== Segment start ==

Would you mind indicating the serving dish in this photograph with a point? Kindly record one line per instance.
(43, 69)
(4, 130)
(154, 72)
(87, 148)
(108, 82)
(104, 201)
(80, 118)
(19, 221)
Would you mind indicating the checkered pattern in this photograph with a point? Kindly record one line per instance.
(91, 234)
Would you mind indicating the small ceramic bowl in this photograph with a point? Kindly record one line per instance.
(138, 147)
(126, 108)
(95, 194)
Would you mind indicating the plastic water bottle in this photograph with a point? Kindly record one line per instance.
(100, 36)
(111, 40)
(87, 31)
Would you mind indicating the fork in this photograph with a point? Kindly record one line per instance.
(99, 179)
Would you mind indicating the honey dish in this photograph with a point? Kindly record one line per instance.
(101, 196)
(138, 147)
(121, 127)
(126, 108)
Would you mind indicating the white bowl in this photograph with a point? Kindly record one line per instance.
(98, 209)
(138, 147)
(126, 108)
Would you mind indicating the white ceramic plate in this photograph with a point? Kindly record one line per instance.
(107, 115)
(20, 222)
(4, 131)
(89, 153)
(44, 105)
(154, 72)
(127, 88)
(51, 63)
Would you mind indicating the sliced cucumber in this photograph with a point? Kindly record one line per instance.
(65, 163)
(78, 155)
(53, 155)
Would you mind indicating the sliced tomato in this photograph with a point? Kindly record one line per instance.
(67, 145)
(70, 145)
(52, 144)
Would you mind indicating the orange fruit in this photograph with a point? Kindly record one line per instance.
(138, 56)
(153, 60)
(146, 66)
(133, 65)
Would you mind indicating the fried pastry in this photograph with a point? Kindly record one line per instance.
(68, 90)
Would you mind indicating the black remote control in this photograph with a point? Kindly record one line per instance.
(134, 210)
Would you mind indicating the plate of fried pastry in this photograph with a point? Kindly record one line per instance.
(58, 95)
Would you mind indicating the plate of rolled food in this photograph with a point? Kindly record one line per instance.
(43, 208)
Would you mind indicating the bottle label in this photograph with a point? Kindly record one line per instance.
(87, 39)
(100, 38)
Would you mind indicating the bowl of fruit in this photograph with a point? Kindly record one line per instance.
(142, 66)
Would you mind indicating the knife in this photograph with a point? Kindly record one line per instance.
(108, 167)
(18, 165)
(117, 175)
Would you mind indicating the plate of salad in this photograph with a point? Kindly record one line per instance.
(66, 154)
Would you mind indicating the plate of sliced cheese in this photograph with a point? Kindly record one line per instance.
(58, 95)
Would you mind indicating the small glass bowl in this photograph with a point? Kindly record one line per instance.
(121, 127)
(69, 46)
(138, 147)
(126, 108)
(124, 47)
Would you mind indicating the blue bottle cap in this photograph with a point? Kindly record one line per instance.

== Segment end ==
== Segment start ==

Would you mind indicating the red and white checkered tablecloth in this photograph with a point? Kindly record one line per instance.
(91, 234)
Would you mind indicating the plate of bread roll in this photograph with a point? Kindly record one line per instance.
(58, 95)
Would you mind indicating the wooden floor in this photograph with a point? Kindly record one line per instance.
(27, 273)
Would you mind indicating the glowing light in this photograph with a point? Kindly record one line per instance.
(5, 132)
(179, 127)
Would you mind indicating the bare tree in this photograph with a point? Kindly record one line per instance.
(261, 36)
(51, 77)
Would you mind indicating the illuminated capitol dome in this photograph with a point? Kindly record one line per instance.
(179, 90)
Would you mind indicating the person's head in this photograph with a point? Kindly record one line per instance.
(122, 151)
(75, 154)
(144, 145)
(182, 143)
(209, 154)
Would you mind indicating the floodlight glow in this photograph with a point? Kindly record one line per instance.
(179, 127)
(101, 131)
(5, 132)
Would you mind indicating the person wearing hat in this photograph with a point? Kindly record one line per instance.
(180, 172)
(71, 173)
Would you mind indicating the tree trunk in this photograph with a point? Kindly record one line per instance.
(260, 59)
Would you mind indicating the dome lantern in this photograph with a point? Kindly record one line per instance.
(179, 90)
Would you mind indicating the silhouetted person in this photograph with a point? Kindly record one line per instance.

== Segment end ==

--- ACTION ITEM ---
Keeping every character as it is, restate the lines above that run from the line with "Would you mind indicating the bowl" through the line with "Would you mind indicating the blue", both included, and nothing else.

--- EXERCISE ANSWER ---
Would you mind indicating the bowl of fruit in this photograph with a point? Kindly record one line per instance.
(142, 66)
Would you mind indicating the knife in this photograph with a point? Kindly record one line per instance.
(108, 167)
(18, 165)
(117, 175)
Would you mind indicating the plate of salad in this photograph with a point? Kindly record one line per instance.
(66, 154)
Would you mind indicating the plate of sliced cheese in this photograph with a point? Kindly record one line per instance.
(58, 95)
Would you mind indicating the small glass bowl in this photograph with a point? Kindly record one line per instance.
(121, 127)
(69, 46)
(138, 147)
(126, 108)
(124, 47)
Would you mind indicating the blue bottle cap in this photograph with a point? Kindly record one line per instance.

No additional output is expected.